### Stored items from a collection:
--- BEGIN ---

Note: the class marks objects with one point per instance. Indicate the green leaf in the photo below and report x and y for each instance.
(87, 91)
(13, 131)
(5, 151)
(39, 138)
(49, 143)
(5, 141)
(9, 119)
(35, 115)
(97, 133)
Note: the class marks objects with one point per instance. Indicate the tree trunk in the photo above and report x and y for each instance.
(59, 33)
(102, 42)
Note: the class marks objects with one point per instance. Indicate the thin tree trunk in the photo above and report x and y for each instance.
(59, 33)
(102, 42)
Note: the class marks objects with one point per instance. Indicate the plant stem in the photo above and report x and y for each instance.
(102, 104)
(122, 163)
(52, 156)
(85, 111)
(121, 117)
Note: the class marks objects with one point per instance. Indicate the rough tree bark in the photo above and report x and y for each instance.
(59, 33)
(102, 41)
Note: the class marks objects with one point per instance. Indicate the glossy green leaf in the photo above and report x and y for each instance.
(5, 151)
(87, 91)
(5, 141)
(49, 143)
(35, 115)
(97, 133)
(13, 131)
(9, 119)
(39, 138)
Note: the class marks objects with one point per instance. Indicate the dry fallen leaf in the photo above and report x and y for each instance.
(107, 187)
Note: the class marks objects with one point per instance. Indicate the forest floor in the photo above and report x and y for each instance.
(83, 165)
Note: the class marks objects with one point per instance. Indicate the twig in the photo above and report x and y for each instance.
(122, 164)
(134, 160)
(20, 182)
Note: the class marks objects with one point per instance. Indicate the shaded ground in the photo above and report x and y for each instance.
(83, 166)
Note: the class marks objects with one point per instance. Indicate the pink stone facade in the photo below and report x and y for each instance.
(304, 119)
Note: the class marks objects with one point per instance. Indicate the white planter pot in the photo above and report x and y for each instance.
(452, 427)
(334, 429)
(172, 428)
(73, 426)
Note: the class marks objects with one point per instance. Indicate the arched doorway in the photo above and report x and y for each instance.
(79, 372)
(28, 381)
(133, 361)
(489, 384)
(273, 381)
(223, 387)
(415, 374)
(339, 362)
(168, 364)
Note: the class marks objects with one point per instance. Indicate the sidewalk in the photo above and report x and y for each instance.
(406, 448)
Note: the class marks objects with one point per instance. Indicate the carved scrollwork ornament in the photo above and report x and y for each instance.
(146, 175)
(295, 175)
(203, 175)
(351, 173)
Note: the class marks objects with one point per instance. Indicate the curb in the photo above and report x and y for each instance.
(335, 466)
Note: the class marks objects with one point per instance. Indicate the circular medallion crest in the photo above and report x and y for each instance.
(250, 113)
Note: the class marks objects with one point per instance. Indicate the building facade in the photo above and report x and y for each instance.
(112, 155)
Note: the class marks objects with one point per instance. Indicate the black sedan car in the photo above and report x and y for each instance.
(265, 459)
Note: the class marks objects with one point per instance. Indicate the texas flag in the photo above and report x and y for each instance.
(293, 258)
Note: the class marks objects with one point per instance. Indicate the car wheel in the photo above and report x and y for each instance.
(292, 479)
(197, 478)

--- END ---

### DIRECTION:
Output the line that contains "Indicate the twig", followed by every later line in the listing, with no line omitted and none added.

### OUTPUT BELOW:
Note: the class marks objects with one point per instance. Indicate the twig in the photo above and report x and y for each instance.
(122, 164)
(134, 160)
(20, 182)
Note: the class marks objects with one point per instance. Indicate the shaded ground in the photo above and report x and y for each instance.
(83, 166)
Note: the class marks objects with one point per instance. Indicate the pink stone facade in the photo below and report x and y for each instance.
(304, 119)
Note: the class marks objects with one point per instance. Indicate the white planter pot in the photo above and report x and y for each instance.
(452, 427)
(334, 429)
(172, 428)
(73, 426)
Note: the class marks objects with one point per instance. Indicate the arched doorway in the photo above and report x and y for each instance.
(79, 372)
(28, 381)
(133, 361)
(489, 384)
(273, 381)
(223, 387)
(415, 374)
(339, 362)
(168, 364)
Note: the class marks objects with one point per instance. Indicate the sidewalk in the photo above and report x and y for each instance.
(406, 448)
Note: the class marks objects with one point per instance. Indicate the carved scrollwork ornament in the photo above and report x and y for each instance.
(146, 175)
(295, 175)
(203, 175)
(351, 173)
Note: the class marks objects with one point per instance. Indicate the curb in the photo above and report x and y for each instance.
(335, 466)
Note: the class marks objects with one point per instance. Indicate the circular medallion crest in the photo above and report x and y for each instance.
(250, 113)
Note: the class marks objects with one point per instance. Indicate the building facade in the photo above and report x and y for each instance.
(112, 155)
Note: the class marks objects with one point per instance. Indicate the black sedan car in the photo above and report x and y for each instance.
(265, 459)
Note: the class marks objects with one point per instance. Indicate the texas flag in the photo above and report x and y for each instance.
(293, 258)
Note: the class marks objects with one point per instance. Indicate the car wheel in the photo above and report x and y for each instance.
(292, 479)
(197, 478)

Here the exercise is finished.